**Material provided**
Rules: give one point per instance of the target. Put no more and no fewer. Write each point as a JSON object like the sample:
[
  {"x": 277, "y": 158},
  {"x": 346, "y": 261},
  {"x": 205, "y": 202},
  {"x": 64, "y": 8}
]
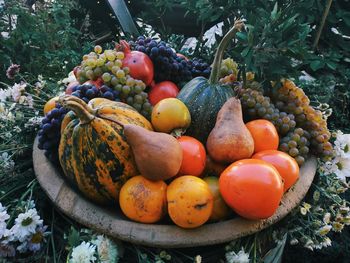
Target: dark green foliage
[{"x": 46, "y": 41}]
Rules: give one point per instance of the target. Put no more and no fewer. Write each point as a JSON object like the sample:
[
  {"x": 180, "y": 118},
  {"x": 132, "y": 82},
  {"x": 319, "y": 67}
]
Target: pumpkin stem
[
  {"x": 79, "y": 109},
  {"x": 77, "y": 100},
  {"x": 215, "y": 72}
]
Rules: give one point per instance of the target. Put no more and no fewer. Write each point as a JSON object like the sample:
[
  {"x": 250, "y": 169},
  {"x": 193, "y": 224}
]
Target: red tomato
[
  {"x": 286, "y": 165},
  {"x": 162, "y": 90},
  {"x": 140, "y": 65},
  {"x": 252, "y": 188},
  {"x": 194, "y": 156},
  {"x": 70, "y": 86}
]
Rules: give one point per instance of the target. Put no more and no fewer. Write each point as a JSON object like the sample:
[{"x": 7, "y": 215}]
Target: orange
[
  {"x": 264, "y": 134},
  {"x": 190, "y": 201},
  {"x": 286, "y": 165},
  {"x": 193, "y": 156},
  {"x": 50, "y": 105},
  {"x": 143, "y": 200},
  {"x": 220, "y": 209},
  {"x": 252, "y": 188}
]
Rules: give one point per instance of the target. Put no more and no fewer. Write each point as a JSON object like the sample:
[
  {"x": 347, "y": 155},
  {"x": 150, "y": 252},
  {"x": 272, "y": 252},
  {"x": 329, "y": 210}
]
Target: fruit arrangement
[{"x": 128, "y": 133}]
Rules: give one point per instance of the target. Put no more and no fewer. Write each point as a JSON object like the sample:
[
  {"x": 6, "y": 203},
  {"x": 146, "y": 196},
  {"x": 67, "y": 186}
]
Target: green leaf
[
  {"x": 331, "y": 65},
  {"x": 274, "y": 12},
  {"x": 275, "y": 254},
  {"x": 316, "y": 64}
]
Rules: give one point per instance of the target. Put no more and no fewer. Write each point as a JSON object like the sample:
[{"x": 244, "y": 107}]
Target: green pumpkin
[{"x": 205, "y": 97}]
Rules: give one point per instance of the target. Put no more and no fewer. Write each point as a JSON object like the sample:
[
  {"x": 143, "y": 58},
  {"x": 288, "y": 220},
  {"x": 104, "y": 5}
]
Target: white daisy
[
  {"x": 240, "y": 257},
  {"x": 26, "y": 224},
  {"x": 107, "y": 249},
  {"x": 3, "y": 217},
  {"x": 343, "y": 170},
  {"x": 84, "y": 253}
]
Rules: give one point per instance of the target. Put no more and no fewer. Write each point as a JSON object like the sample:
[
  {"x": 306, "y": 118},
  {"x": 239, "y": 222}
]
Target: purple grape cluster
[
  {"x": 167, "y": 64},
  {"x": 87, "y": 92},
  {"x": 49, "y": 133}
]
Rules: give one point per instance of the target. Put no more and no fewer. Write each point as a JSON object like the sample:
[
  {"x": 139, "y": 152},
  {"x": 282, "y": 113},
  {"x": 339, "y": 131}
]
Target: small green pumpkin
[{"x": 204, "y": 98}]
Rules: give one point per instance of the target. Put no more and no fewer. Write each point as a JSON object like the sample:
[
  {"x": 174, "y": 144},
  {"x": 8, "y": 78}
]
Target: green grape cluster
[
  {"x": 107, "y": 66},
  {"x": 228, "y": 67},
  {"x": 256, "y": 106},
  {"x": 296, "y": 143},
  {"x": 292, "y": 99}
]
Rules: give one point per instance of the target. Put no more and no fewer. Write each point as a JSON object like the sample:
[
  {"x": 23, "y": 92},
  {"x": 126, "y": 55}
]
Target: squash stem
[
  {"x": 84, "y": 115},
  {"x": 215, "y": 72},
  {"x": 77, "y": 100}
]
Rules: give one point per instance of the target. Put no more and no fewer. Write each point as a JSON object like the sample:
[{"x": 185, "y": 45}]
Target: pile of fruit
[{"x": 126, "y": 133}]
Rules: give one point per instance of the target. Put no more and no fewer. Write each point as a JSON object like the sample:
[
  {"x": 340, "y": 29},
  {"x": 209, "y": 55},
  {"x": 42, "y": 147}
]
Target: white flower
[
  {"x": 3, "y": 217},
  {"x": 327, "y": 218},
  {"x": 342, "y": 145},
  {"x": 17, "y": 91},
  {"x": 324, "y": 230},
  {"x": 26, "y": 224},
  {"x": 84, "y": 253},
  {"x": 107, "y": 249},
  {"x": 240, "y": 257},
  {"x": 326, "y": 242}
]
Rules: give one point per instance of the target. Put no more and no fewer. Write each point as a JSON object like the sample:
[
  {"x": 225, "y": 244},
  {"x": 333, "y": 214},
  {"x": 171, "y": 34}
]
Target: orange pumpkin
[
  {"x": 190, "y": 201},
  {"x": 143, "y": 200}
]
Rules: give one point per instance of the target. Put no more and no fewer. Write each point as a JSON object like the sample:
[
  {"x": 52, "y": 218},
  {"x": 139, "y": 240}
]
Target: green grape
[
  {"x": 120, "y": 55},
  {"x": 90, "y": 74},
  {"x": 114, "y": 81},
  {"x": 115, "y": 69},
  {"x": 109, "y": 65},
  {"x": 98, "y": 49},
  {"x": 106, "y": 77},
  {"x": 118, "y": 63},
  {"x": 98, "y": 71},
  {"x": 91, "y": 62},
  {"x": 138, "y": 99},
  {"x": 110, "y": 55},
  {"x": 126, "y": 70},
  {"x": 130, "y": 81},
  {"x": 130, "y": 100}
]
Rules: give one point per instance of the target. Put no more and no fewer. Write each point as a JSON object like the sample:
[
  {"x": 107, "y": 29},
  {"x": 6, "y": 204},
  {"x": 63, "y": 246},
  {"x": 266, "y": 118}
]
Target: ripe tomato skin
[
  {"x": 252, "y": 188},
  {"x": 220, "y": 209},
  {"x": 264, "y": 134},
  {"x": 139, "y": 64},
  {"x": 194, "y": 156},
  {"x": 162, "y": 90},
  {"x": 286, "y": 165}
]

**Task details**
Output a faithful copy of the data, with each picture left out.

**Task result**
Rules: give one point per instance of the target. Put no more and no fewer. Write each point as a JSON object like the sample:
[
  {"x": 277, "y": 158},
  {"x": 346, "y": 261},
  {"x": 205, "y": 202},
  {"x": 64, "y": 8}
]
Target: dark green foliage
[{"x": 46, "y": 41}]
Rules: give one point per instance of the target. Put no more and no fewer. Write each point as a JSON object like the sample:
[
  {"x": 180, "y": 118},
  {"x": 132, "y": 82},
  {"x": 319, "y": 67}
]
Target: pumpkin stem
[
  {"x": 79, "y": 109},
  {"x": 77, "y": 100},
  {"x": 215, "y": 72}
]
Rules: give one point per instance of the target. Put no more and no fewer. Write each point as a JSON object like the sample:
[
  {"x": 250, "y": 169},
  {"x": 193, "y": 224}
]
Target: red tomato
[
  {"x": 286, "y": 165},
  {"x": 162, "y": 90},
  {"x": 140, "y": 65},
  {"x": 252, "y": 188},
  {"x": 194, "y": 156},
  {"x": 70, "y": 86}
]
Rules: give one point per instance of the target. Put no more and no fewer. Write each point as a JSON object like the sample:
[{"x": 7, "y": 215}]
Target: orange
[
  {"x": 264, "y": 134},
  {"x": 190, "y": 201},
  {"x": 286, "y": 165},
  {"x": 193, "y": 156},
  {"x": 50, "y": 105},
  {"x": 143, "y": 200},
  {"x": 220, "y": 209},
  {"x": 252, "y": 188}
]
Rules: give one point per instance of the target. Put no more and no fewer. Write each point as a JSON object like the sample:
[
  {"x": 347, "y": 155},
  {"x": 150, "y": 252},
  {"x": 272, "y": 252},
  {"x": 329, "y": 210}
]
Target: fruit arrangement
[{"x": 128, "y": 133}]
Rules: give one point per instance of the target. Put no more and no fewer. Write each point as a JSON object like the sample:
[
  {"x": 6, "y": 203},
  {"x": 146, "y": 196},
  {"x": 67, "y": 186}
]
Target: green leaf
[
  {"x": 331, "y": 65},
  {"x": 274, "y": 12},
  {"x": 275, "y": 254},
  {"x": 316, "y": 64}
]
Rules: give one point per instance of the target. Put no more and no fewer. Write each point as a JSON object like the sample:
[{"x": 244, "y": 107}]
Target: green pumpkin
[{"x": 205, "y": 97}]
Rules: give one point per instance of the target. Put no more and no fewer. Write each point as a JSON object like the sample:
[
  {"x": 143, "y": 58},
  {"x": 288, "y": 220},
  {"x": 104, "y": 5}
]
Target: white daisy
[
  {"x": 240, "y": 257},
  {"x": 26, "y": 224},
  {"x": 107, "y": 249},
  {"x": 3, "y": 217},
  {"x": 343, "y": 170},
  {"x": 84, "y": 253}
]
Rules: give one point per instance of the target. Put no more and no fewer. Write each point as a JSON object like the sample:
[
  {"x": 306, "y": 118},
  {"x": 239, "y": 222}
]
Target: purple grape cluster
[
  {"x": 167, "y": 64},
  {"x": 87, "y": 92},
  {"x": 49, "y": 133}
]
Rules: give one point per instance of the target. Put no more and no fewer. Write each point as a JSON object like the sample:
[
  {"x": 139, "y": 152},
  {"x": 282, "y": 113},
  {"x": 339, "y": 131}
]
Target: small green pumpkin
[{"x": 204, "y": 98}]
Rules: give one point per instance of the target. Put no more and no fewer. Write each point as a JSON object like the sample:
[
  {"x": 174, "y": 144},
  {"x": 8, "y": 78}
]
Target: green grape cluster
[
  {"x": 107, "y": 66},
  {"x": 228, "y": 67},
  {"x": 256, "y": 106},
  {"x": 296, "y": 143},
  {"x": 292, "y": 99}
]
Rules: give one point per instance of the target. Put no more and no fewer. Write each point as a JSON object like the sample:
[
  {"x": 23, "y": 92},
  {"x": 126, "y": 55}
]
Target: squash stem
[
  {"x": 84, "y": 115},
  {"x": 215, "y": 72},
  {"x": 77, "y": 100}
]
Rules: give one point per instance of the target. Put no more and no fewer. Write each point as a JSON object like the sample:
[{"x": 185, "y": 45}]
Target: pile of fruit
[{"x": 126, "y": 133}]
Rules: give one point per instance of the target. Put no more and no fewer. Write each point as a JSON object like the sample:
[
  {"x": 340, "y": 29},
  {"x": 209, "y": 55},
  {"x": 42, "y": 147}
]
Target: white flower
[
  {"x": 3, "y": 217},
  {"x": 327, "y": 218},
  {"x": 342, "y": 145},
  {"x": 17, "y": 91},
  {"x": 324, "y": 230},
  {"x": 26, "y": 224},
  {"x": 84, "y": 253},
  {"x": 107, "y": 249},
  {"x": 240, "y": 257},
  {"x": 326, "y": 242}
]
Rules: give one point per instance of the target. Put no more and no fewer. Write each point as a JSON object like the sample:
[
  {"x": 225, "y": 244},
  {"x": 333, "y": 214},
  {"x": 171, "y": 34}
]
Target: orange pumpkin
[
  {"x": 190, "y": 201},
  {"x": 143, "y": 200}
]
Rules: give one point per instance of the target. Put no more and no fewer. Write each point as a JSON object like the sample:
[
  {"x": 52, "y": 218},
  {"x": 139, "y": 240}
]
Target: green grape
[
  {"x": 120, "y": 55},
  {"x": 90, "y": 74},
  {"x": 114, "y": 81},
  {"x": 115, "y": 69},
  {"x": 109, "y": 65},
  {"x": 98, "y": 49},
  {"x": 106, "y": 77},
  {"x": 118, "y": 63},
  {"x": 98, "y": 71},
  {"x": 91, "y": 62},
  {"x": 138, "y": 99},
  {"x": 110, "y": 55},
  {"x": 126, "y": 70},
  {"x": 130, "y": 81},
  {"x": 130, "y": 100}
]
Rules: give one point per instance of the target. Put no more and no fewer. Write each point as a JSON object like the sample:
[
  {"x": 107, "y": 29},
  {"x": 6, "y": 204},
  {"x": 63, "y": 246},
  {"x": 266, "y": 118}
]
Target: ripe tomato skin
[
  {"x": 252, "y": 188},
  {"x": 220, "y": 209},
  {"x": 264, "y": 134},
  {"x": 139, "y": 64},
  {"x": 194, "y": 156},
  {"x": 162, "y": 90},
  {"x": 286, "y": 165}
]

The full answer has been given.